### WRITTEN TASK 1
Using the commentary on the FCC transition below, answer these:
(a) Who heads the FCC transition team, and at which two organizations is he?
(b) In the talk of repealing the Commission's enabling legislation, which agency could take over privacy and fraud?
(c) Which deal has Trump said he would block?
### WRITTEN TASK 2
Please carry on the commentary on the FCC transition below, starting after its last sentence.

### PAGE TEXT
###

With the election tables have turned and everything is upside down. Republicans on the Commission have traditionally identified the maximization of consumer welfare with the maximization of corporate freedom by the dominant service providers and media conglomerates. They have interpreted most consumer protection efforts, for instance efforts to regulate service providers as common carriers, as misguided paternalism.
It is the prerogative of the incoming president, in this case President Trump, to nominate the next FCC chairman; and the transition team is not so much under the influence of Trump as of Speaker Ryan and Vice President Pence. Starting soon there will be a Republican majority.
The FCC transition team is dominated by individuals who despise the Common Carrier rule. Jeff Eisenach head of the team, and potentially a Commissioner, is at NERA Consulting and the American Enterprise Institute. They are likely to reclassify the internet service providers to end the net neutrality regime. It may also be the case that they will leave neutrality intact but eviscerate its effect through a back door, such as through permitting “sponsored data” by which certain activities don’t “count” against usage.
ATT is likely to be a major player in guiding the transition, and actors have spoken about preventing all future regulation of new market activities. There is even serious conversation about radically revising the enabling legislation for the Commission, or repealing it entirely, eliminating the consumer protective functions of the Commission and parceling out these elsewhere. Regulating the broadband spectrum, they say, could be handled administratively; privacy and fraud could go to the FTC, and anti-trust regulation might be sent to the Justice department.
There is also the definite probability that the new FCC will scale back or simply decline to enforce the fines and penalties assessed by the previous administration. There is further discussion about preventing the Commission, if it remains, from doing any further regulation prospectively.
Privacy concerns are relatively bipartisan, and if responsibility for protecting privacy rights were to be transferred to the FTC that could in some sense be a net wash.
I think that it is unlikely that Congress will repeal the Commission, if only because the FCC could be used by the Trump administration to modify media coverage. Given the President-elect’s penchant for using his “bully-tweetlet” to intimidate individual private corporations, it is worrisome to see that Trump has indicated that he would block the ATT/Time Warner deal without specifying reasons, except for continual tweetlets to the effect that he doesn’t think he is receiving fair coverage by CNN, which is part of a Time Warner Division. It is one thing to bully a company to pull a plant out of Mexico, another if he were to use the power to block a media merger to chill free expression.

###

### DATA SECTION
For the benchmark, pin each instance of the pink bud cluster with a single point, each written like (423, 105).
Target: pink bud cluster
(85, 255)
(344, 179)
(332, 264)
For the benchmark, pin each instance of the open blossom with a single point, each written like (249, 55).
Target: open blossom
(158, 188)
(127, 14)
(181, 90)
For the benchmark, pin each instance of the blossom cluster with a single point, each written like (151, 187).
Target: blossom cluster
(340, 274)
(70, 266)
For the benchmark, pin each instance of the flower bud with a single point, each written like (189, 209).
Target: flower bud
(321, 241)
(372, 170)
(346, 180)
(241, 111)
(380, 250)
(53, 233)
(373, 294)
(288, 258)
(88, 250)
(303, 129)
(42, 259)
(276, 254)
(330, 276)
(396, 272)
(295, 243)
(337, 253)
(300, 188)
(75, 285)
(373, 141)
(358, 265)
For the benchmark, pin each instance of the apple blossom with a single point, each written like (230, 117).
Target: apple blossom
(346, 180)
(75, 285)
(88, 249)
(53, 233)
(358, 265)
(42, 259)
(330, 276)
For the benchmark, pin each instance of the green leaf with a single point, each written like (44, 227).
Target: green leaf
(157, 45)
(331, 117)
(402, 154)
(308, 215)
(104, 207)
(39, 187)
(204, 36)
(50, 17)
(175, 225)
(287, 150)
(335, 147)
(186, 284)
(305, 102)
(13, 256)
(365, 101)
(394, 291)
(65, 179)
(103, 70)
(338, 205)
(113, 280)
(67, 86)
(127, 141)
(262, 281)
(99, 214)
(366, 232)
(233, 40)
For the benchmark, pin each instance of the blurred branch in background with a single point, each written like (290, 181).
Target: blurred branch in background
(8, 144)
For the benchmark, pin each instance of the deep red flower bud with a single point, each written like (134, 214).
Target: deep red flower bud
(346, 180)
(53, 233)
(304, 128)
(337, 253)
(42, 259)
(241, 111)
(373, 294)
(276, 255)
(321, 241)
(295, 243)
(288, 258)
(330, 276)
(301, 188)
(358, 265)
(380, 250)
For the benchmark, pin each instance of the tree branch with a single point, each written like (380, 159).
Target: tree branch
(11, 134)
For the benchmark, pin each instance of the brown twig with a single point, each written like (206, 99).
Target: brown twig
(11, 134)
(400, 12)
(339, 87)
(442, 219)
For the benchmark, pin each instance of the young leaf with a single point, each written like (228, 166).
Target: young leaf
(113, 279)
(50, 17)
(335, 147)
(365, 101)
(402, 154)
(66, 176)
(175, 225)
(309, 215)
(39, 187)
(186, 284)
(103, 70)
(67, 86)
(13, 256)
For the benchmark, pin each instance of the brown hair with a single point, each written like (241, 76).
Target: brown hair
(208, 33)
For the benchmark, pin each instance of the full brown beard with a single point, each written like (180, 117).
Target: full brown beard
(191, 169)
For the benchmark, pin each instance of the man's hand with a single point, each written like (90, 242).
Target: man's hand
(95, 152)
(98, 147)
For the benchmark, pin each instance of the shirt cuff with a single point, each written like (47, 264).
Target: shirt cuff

###

### EXERCISE ANSWER 1
(a) Jeff Eisenach, who is at NERA Consulting and the American Enterprise Institute.
(b) The FTC.
(c) The ATT/Time Warner deal.

### EXERCISE ANSWER 2
Whether the Trump administration can do more damage by playing favorites or by eliminating the FCC entirely is at this moment a question I can’t answer.
Concluding thoughts: The title for this presentation has been “the Trump” administration, but in the case of these agencies Mr. Trump seems to have less to do with agency direction than the Pence/Ryan constellation; and the nature of consumer protection under them persons will, if I am correct, quickly take the form of an effort to associate the consumer interest with the dismantling of regulation and “unleashing opportunity”.
The impact on the CPSC is likely be to decreased deterrence against dangers in the marketplace, and correspondingly increased random consumer risk. The impact on the FCC will be felt in more aggressive and sometimes deceptive marketing, and corporate profits at the expense of consumer autonomy and honest information. The end of net neutrality rules might bring lower prices and more innovation in some areas, but more generally may herald a confusing world in which large players can exercise market power to take larger market shares and dominate cultural and political communication.
I think it is interesting that nothing that is being suggested as likely to happen in the area of the consumer agencies has any sort of populist tinge. The polices seem to be being designed to deregulate existing sectors, and to prevent regulation of new ones.
In distinction to Republican perspectives, for example eliminating environmental and OSHA regulations, and with the possible exception of his promise to allow interstate insurance sales, the major consumer impact of Donald Trump on consumers is likely be imposing border taxes –which increase consumer prices; restricting immigration– which will increase labor costs and increase consumer prices; and increasing the deportation of undocumented residents which will increase consumer prices.
Random final thoughts:
It may be that consumer groups can use the notice and comment procedures of the APA, which up to now have mainly been effective at swamping regulators, to the advantage of consumers, for a change.
We are returning to a world in which states again assume a primary role in consumer protection. It would be hard to enact “little CFPB” credit rules due to the preemption cases, but perhaps in areas including mortgages this is worth considering.